══ Material provided
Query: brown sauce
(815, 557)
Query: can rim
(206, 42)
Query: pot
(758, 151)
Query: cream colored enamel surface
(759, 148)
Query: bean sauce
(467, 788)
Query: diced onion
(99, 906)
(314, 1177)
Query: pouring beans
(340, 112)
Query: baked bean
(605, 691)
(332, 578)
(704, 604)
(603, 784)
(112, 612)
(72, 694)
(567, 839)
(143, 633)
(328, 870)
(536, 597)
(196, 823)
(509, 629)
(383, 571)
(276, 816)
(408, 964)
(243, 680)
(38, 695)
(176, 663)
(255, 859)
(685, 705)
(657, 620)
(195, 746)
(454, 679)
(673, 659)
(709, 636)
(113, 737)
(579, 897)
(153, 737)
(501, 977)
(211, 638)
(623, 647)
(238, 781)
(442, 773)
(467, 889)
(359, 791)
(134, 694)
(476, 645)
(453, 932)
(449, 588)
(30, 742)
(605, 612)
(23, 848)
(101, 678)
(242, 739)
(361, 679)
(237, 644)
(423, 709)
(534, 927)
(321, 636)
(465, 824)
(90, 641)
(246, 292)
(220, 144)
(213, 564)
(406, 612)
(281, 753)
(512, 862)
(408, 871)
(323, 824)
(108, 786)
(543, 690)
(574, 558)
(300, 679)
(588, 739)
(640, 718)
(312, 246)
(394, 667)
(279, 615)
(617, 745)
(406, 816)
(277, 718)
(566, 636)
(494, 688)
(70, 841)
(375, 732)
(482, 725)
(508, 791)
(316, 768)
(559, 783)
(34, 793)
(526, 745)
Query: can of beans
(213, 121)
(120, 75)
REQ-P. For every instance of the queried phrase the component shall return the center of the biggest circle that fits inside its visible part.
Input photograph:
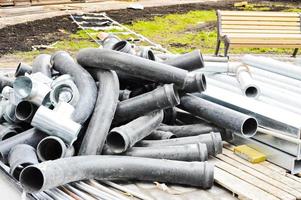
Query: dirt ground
(22, 37)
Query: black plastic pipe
(65, 64)
(189, 130)
(31, 137)
(160, 98)
(212, 140)
(21, 156)
(122, 138)
(25, 111)
(141, 68)
(52, 148)
(188, 152)
(189, 61)
(99, 125)
(51, 174)
(22, 69)
(42, 64)
(220, 115)
(160, 135)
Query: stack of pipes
(116, 113)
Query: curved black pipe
(99, 125)
(65, 64)
(189, 130)
(51, 174)
(22, 69)
(160, 135)
(160, 98)
(31, 137)
(42, 64)
(122, 138)
(21, 156)
(141, 68)
(189, 61)
(220, 115)
(212, 140)
(187, 152)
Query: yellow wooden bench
(258, 29)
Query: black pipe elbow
(160, 98)
(65, 64)
(124, 137)
(141, 68)
(42, 64)
(52, 174)
(102, 117)
(189, 61)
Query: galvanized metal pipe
(51, 174)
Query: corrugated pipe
(212, 140)
(141, 68)
(51, 174)
(189, 130)
(25, 111)
(65, 64)
(220, 115)
(160, 135)
(96, 133)
(21, 156)
(42, 64)
(188, 152)
(52, 148)
(160, 98)
(22, 69)
(122, 138)
(31, 137)
(189, 61)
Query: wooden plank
(259, 13)
(255, 27)
(279, 186)
(264, 170)
(255, 18)
(261, 23)
(243, 189)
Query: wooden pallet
(254, 181)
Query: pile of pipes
(117, 113)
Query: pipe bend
(51, 174)
(65, 64)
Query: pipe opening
(23, 86)
(50, 149)
(32, 179)
(116, 142)
(249, 127)
(251, 91)
(24, 110)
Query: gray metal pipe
(212, 140)
(31, 137)
(220, 115)
(25, 111)
(188, 152)
(122, 138)
(51, 174)
(65, 64)
(21, 156)
(189, 130)
(96, 133)
(22, 69)
(52, 148)
(42, 64)
(163, 97)
(141, 68)
(160, 135)
(189, 61)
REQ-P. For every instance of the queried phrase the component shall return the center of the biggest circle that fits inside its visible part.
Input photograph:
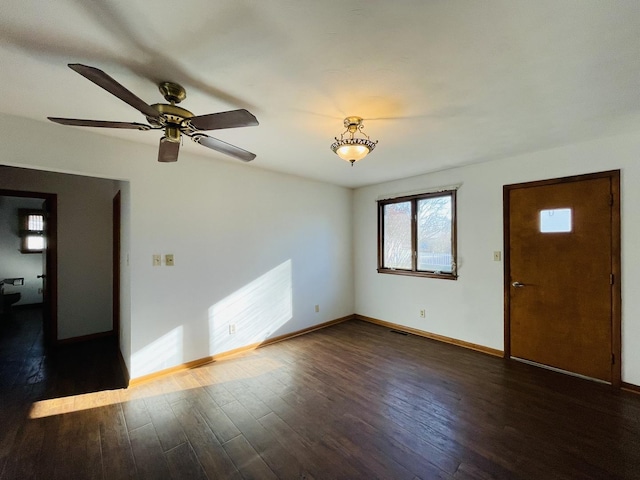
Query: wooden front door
(562, 285)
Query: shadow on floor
(27, 366)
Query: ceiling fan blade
(99, 123)
(168, 151)
(217, 121)
(103, 80)
(223, 147)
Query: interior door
(561, 272)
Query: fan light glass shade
(353, 148)
(352, 152)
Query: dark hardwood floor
(353, 401)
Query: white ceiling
(439, 83)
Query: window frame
(414, 199)
(25, 232)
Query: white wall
(84, 245)
(471, 308)
(252, 247)
(14, 263)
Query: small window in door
(555, 221)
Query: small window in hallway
(31, 231)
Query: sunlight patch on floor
(230, 370)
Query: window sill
(443, 276)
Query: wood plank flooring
(352, 401)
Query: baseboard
(26, 306)
(230, 353)
(432, 336)
(84, 338)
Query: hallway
(33, 372)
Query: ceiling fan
(174, 120)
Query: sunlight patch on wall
(253, 312)
(165, 352)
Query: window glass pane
(397, 235)
(434, 234)
(35, 222)
(557, 220)
(35, 242)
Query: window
(31, 231)
(417, 235)
(555, 221)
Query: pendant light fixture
(350, 147)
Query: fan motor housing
(171, 114)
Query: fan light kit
(174, 120)
(353, 148)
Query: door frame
(116, 252)
(50, 318)
(616, 290)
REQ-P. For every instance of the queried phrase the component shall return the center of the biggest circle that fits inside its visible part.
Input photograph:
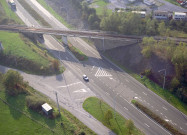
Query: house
(179, 16)
(162, 15)
(47, 109)
(142, 13)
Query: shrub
(34, 103)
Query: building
(162, 15)
(47, 109)
(142, 13)
(179, 16)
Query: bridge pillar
(65, 40)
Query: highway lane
(94, 52)
(67, 85)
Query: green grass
(19, 122)
(77, 53)
(99, 6)
(14, 45)
(98, 108)
(24, 125)
(57, 16)
(165, 94)
(9, 13)
(34, 14)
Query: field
(17, 119)
(48, 8)
(98, 108)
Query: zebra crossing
(102, 73)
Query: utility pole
(57, 102)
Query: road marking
(69, 85)
(81, 90)
(144, 93)
(102, 73)
(165, 108)
(107, 93)
(166, 120)
(146, 125)
(125, 108)
(127, 80)
(93, 67)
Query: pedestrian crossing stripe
(101, 72)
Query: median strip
(157, 118)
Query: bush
(34, 103)
(13, 82)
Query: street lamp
(164, 76)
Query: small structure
(142, 13)
(149, 2)
(47, 109)
(162, 15)
(179, 16)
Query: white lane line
(69, 85)
(125, 108)
(107, 93)
(146, 125)
(165, 108)
(144, 93)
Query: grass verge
(8, 13)
(34, 14)
(77, 53)
(98, 108)
(57, 16)
(19, 52)
(17, 118)
(162, 122)
(165, 94)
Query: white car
(85, 78)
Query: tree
(108, 116)
(130, 125)
(12, 81)
(162, 28)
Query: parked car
(85, 78)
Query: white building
(142, 13)
(179, 16)
(162, 15)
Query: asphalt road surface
(112, 84)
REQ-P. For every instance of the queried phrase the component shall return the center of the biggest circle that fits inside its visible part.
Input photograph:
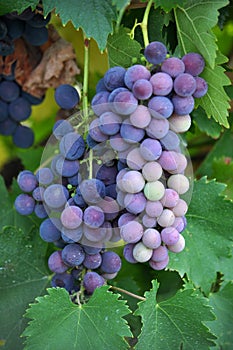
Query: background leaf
(208, 236)
(174, 323)
(94, 17)
(194, 22)
(122, 50)
(57, 323)
(222, 303)
(23, 275)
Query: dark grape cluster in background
(15, 104)
(123, 182)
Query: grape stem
(128, 293)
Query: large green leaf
(194, 23)
(216, 101)
(122, 50)
(222, 148)
(176, 323)
(209, 236)
(23, 275)
(222, 303)
(59, 324)
(94, 17)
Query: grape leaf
(168, 5)
(194, 22)
(175, 323)
(59, 324)
(16, 5)
(23, 275)
(94, 17)
(122, 50)
(216, 101)
(205, 124)
(223, 171)
(223, 147)
(208, 236)
(222, 303)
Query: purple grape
(66, 168)
(142, 89)
(183, 105)
(93, 216)
(114, 78)
(131, 232)
(109, 123)
(27, 181)
(63, 280)
(194, 63)
(151, 238)
(173, 66)
(125, 103)
(95, 132)
(162, 84)
(130, 133)
(135, 73)
(141, 117)
(73, 254)
(50, 230)
(44, 176)
(150, 149)
(155, 52)
(66, 96)
(157, 128)
(92, 190)
(128, 253)
(71, 217)
(160, 107)
(91, 281)
(111, 262)
(24, 204)
(135, 202)
(201, 87)
(55, 262)
(55, 196)
(170, 235)
(99, 103)
(184, 85)
(9, 90)
(40, 211)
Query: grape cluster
(77, 214)
(141, 111)
(15, 104)
(123, 178)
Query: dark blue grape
(55, 262)
(27, 181)
(9, 90)
(66, 96)
(63, 280)
(91, 281)
(155, 52)
(50, 230)
(23, 136)
(72, 146)
(20, 109)
(114, 78)
(24, 204)
(61, 128)
(111, 262)
(3, 111)
(73, 254)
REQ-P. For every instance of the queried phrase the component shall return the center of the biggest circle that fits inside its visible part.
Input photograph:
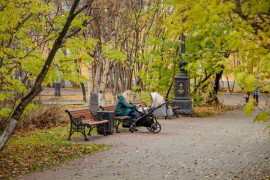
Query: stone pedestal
(182, 95)
(57, 88)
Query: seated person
(125, 109)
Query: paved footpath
(229, 146)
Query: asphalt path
(228, 146)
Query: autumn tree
(27, 27)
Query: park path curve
(228, 146)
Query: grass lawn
(35, 150)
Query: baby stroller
(146, 118)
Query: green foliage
(218, 29)
(27, 32)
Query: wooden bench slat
(78, 123)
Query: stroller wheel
(155, 127)
(132, 127)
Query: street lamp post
(182, 85)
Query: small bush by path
(211, 110)
(32, 151)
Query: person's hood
(120, 97)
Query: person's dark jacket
(122, 107)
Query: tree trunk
(36, 89)
(216, 87)
(83, 91)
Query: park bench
(119, 119)
(82, 118)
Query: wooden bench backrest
(109, 108)
(76, 113)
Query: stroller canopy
(156, 100)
════
- Task details -
Starting at the row "Query: park bench" and ending at the last of the rows, can you write those lines out again with "bench" swapped for "seat" and nothing else altered?

- Response -
Query: park seat
(119, 119)
(82, 118)
Query: wooden seat backrest
(109, 108)
(76, 113)
Query: stroller canopy
(156, 100)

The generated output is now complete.